▶ [Что нужно сделать]
В каких строках листинга ниже встречается слово «black»? Отберите все такие строки и перепишите каждую целиком.
************
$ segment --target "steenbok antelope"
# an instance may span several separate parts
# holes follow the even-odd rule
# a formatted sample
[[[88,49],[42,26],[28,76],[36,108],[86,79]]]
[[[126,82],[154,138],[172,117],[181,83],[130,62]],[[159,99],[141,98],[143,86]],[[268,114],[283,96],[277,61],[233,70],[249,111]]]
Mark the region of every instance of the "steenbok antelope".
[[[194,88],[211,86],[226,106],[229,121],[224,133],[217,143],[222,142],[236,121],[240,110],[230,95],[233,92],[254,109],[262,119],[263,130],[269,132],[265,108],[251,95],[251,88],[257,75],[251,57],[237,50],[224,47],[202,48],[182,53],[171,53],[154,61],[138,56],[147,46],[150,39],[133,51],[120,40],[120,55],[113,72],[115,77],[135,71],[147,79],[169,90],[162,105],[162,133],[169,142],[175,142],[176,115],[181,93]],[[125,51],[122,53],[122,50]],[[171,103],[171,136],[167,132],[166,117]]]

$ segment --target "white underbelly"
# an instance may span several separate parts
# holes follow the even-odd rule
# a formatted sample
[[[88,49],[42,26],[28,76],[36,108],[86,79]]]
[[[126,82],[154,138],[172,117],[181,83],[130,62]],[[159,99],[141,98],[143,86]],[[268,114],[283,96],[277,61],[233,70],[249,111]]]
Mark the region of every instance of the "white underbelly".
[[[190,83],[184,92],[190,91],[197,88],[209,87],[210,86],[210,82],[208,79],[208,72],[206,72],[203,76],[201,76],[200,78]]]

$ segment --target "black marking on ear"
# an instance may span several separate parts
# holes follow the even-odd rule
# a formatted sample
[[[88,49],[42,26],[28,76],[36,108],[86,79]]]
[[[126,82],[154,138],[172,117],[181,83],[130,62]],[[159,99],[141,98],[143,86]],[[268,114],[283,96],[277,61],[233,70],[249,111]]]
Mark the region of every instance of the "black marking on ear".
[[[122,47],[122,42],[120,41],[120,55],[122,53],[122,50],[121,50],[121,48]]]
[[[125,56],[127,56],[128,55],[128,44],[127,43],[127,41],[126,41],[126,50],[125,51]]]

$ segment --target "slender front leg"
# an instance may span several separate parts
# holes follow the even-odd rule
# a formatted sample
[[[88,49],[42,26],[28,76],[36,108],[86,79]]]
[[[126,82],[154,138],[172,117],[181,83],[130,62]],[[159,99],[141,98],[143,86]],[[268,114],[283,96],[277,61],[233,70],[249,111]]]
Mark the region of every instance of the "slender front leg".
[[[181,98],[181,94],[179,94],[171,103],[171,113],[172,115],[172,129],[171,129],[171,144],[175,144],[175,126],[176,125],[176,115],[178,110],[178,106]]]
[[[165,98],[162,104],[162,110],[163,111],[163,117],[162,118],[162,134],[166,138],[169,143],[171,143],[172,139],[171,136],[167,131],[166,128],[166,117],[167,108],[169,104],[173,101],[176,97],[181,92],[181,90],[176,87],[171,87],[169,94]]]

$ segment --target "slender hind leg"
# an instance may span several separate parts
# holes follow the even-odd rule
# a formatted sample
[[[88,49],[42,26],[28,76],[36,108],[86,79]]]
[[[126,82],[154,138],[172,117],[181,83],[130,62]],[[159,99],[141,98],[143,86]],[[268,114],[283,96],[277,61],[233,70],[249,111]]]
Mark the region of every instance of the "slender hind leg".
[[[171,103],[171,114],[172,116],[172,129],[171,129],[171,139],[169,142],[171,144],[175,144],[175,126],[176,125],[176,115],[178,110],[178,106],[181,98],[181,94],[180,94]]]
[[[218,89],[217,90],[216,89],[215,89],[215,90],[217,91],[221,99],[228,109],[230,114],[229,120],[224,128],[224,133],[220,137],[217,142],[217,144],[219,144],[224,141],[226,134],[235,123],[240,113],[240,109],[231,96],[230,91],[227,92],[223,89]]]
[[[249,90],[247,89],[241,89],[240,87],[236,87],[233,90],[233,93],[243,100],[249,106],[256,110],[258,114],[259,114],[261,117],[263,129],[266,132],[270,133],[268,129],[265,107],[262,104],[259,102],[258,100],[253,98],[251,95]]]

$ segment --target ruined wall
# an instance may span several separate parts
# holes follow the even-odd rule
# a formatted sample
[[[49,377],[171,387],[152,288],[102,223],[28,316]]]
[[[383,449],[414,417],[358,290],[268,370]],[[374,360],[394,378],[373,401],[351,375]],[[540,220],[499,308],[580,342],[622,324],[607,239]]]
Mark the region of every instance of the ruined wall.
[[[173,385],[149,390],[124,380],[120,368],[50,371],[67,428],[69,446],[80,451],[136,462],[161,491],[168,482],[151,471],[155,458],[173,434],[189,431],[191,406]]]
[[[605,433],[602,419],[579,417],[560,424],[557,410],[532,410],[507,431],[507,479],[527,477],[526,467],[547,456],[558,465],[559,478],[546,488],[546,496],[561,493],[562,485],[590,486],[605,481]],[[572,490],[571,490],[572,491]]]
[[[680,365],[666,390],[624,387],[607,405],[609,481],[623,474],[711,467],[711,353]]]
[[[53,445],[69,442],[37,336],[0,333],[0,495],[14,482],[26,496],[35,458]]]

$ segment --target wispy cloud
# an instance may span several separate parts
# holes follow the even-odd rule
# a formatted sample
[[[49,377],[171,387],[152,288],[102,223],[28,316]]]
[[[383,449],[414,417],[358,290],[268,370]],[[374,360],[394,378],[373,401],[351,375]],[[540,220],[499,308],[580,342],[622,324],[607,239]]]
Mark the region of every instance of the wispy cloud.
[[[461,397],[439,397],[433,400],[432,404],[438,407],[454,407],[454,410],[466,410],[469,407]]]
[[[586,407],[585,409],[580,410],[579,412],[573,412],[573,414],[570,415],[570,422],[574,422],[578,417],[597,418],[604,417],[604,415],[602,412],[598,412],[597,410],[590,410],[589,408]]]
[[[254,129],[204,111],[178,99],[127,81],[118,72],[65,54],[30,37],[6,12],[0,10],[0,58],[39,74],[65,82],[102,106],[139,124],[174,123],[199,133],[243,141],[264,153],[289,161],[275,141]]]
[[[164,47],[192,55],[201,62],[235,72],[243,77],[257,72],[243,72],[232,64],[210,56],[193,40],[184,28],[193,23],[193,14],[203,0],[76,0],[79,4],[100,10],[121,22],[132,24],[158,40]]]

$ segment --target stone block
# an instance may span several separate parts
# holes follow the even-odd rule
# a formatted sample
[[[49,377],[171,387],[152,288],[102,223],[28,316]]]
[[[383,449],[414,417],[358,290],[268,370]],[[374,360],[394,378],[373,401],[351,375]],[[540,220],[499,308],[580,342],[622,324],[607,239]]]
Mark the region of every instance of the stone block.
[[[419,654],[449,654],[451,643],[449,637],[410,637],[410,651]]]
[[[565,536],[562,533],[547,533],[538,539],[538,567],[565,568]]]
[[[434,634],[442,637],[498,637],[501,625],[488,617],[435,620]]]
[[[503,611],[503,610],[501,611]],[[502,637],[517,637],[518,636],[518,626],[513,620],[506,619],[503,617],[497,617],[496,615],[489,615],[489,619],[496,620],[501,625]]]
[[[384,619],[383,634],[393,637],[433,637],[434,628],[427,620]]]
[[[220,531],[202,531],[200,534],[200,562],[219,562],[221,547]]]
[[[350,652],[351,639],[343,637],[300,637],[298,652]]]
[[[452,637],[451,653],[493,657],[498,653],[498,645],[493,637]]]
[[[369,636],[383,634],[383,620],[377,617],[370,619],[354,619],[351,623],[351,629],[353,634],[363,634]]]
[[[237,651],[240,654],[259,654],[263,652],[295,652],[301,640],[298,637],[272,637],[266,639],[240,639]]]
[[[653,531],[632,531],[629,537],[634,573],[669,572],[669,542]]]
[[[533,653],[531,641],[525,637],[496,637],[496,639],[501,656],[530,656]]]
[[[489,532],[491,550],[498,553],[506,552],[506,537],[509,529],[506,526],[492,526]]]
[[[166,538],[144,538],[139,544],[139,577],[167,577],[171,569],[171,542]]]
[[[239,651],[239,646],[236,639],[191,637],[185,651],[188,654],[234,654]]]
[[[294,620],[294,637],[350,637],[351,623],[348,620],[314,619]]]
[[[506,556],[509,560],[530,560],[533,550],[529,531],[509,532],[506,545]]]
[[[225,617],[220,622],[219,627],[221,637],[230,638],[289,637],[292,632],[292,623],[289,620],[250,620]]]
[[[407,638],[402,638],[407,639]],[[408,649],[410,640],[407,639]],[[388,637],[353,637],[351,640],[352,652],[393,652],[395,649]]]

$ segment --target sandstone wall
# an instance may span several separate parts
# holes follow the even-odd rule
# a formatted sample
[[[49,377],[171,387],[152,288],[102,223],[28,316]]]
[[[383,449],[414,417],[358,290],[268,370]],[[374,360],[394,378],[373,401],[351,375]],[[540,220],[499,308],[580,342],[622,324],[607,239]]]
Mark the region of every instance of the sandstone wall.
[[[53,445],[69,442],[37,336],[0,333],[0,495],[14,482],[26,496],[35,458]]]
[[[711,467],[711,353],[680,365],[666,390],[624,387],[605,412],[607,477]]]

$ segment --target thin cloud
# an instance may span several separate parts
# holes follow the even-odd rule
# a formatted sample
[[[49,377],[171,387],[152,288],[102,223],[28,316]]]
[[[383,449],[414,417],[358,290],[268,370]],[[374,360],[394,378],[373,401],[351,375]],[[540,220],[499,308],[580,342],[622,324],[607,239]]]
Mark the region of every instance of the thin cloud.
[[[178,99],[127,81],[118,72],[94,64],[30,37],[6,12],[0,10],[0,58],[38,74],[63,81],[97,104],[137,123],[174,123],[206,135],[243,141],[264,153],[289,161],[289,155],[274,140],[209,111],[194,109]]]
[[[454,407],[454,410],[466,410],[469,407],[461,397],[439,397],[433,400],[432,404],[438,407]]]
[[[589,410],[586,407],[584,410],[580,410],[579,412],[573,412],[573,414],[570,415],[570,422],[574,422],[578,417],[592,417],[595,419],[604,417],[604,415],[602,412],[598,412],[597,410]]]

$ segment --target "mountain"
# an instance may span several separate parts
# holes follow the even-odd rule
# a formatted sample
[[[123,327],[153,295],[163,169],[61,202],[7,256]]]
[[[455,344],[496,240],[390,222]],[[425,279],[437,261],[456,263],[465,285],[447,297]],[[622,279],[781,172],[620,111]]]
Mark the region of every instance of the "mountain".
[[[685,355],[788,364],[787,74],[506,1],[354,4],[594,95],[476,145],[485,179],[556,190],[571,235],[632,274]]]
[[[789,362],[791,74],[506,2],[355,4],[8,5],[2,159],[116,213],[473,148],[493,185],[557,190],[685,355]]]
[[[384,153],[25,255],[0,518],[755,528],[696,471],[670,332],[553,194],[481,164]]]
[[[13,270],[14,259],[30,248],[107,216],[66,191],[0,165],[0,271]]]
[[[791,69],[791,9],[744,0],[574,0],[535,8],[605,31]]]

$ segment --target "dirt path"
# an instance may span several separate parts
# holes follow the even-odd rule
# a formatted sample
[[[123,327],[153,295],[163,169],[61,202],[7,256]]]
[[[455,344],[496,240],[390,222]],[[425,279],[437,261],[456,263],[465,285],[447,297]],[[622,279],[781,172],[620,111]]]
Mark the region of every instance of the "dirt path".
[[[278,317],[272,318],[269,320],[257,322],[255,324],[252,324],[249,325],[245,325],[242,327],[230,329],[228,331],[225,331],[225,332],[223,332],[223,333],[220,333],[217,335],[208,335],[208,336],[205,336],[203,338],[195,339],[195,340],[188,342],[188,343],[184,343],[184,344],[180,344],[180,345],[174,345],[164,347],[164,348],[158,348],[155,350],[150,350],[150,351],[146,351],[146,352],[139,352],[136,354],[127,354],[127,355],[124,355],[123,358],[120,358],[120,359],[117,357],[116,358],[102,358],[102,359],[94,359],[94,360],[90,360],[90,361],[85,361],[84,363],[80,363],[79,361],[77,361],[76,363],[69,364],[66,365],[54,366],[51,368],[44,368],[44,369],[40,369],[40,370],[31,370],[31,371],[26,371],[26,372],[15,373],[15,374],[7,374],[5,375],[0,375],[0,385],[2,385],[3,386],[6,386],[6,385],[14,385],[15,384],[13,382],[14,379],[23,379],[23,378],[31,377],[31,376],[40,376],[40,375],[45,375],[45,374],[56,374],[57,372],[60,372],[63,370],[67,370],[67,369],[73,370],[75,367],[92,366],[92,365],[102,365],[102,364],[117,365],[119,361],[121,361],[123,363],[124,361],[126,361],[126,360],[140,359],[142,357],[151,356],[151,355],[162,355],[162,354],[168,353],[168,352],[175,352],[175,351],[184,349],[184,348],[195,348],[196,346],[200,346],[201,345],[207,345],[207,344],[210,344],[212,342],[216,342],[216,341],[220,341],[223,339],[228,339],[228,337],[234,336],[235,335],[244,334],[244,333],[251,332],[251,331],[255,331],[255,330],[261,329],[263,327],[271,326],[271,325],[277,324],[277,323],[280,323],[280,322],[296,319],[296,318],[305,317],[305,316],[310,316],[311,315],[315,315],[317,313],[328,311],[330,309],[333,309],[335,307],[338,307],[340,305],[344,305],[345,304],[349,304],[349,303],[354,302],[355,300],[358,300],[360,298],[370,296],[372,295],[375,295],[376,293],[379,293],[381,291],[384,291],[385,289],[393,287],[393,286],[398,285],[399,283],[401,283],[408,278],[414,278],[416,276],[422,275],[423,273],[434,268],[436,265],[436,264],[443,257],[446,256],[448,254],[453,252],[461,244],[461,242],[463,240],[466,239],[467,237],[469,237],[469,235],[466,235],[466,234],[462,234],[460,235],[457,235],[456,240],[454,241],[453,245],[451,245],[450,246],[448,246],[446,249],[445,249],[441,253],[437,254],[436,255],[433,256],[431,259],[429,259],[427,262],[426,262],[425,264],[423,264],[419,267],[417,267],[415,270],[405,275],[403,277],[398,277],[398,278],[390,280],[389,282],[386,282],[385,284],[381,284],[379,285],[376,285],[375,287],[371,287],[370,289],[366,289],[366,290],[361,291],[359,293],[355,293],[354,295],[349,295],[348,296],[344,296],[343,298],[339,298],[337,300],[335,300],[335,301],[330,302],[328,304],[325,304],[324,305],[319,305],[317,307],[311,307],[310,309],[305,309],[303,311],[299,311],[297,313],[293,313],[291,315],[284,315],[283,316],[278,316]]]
************
▶ [Письменный ответ]
$ segment --target "black marking on ear"
Mark the region of every instance of the "black marking on ear".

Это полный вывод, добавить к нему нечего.